EXERCISE OBJECTIVE: A faithful copy is required. Print each line of the data exactly and omit the pictures.
Segment Open
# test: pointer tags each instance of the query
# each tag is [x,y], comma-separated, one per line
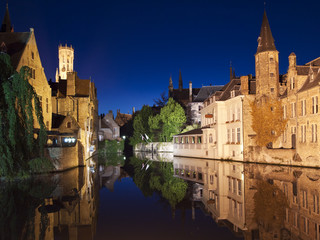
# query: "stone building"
[23,51]
[77,98]
[298,90]
[108,128]
[223,119]
[191,99]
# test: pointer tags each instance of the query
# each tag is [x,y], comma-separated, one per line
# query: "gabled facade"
[23,51]
[77,98]
[108,128]
[222,123]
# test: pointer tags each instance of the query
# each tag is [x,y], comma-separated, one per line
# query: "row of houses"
[226,120]
[69,105]
[256,201]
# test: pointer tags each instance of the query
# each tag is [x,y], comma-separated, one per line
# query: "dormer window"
[292,83]
[232,93]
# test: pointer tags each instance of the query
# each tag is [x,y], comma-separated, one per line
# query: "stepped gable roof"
[122,118]
[192,132]
[304,69]
[314,62]
[285,94]
[57,120]
[205,92]
[265,40]
[229,87]
[6,23]
[82,87]
[15,44]
[62,88]
[252,87]
[311,84]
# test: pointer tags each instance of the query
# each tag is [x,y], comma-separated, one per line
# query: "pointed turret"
[267,63]
[170,84]
[180,81]
[6,23]
[265,40]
Segment Closed
REPLY:
# test: pointer tags each instance of the query
# each tag is [x,y], comma-separated, one per line
# query: "stone building"
[23,51]
[77,98]
[298,90]
[108,128]
[223,119]
[191,99]
# test: pointer tags each instance of the query
# each tag is [x,y], comma-separated, one per line
# query: "gabled facade"
[23,51]
[77,98]
[108,128]
[222,123]
# test: pointer tags each instance of the query
# each tag is [x,y], comma-separated, one per line
# query: "row of houses"
[226,120]
[69,105]
[256,201]
# test: pointer tags each instance of the query
# each tag is [x,y], comma-separated, one per line
# query: "dormer window"
[292,83]
[232,93]
# test: pointer tags each instance of the query
# each tag is [x,y], comma-separated, one per line
# query: "stepped gable roof"
[122,118]
[192,132]
[304,69]
[314,62]
[285,94]
[57,120]
[205,92]
[265,40]
[229,87]
[6,23]
[82,87]
[15,44]
[62,88]
[252,87]
[311,84]
# test: pointer tags each instance of the query
# each tag is [x,y], comma-separated, one per line
# query: "pointed turret"
[267,63]
[170,84]
[180,81]
[6,23]
[265,40]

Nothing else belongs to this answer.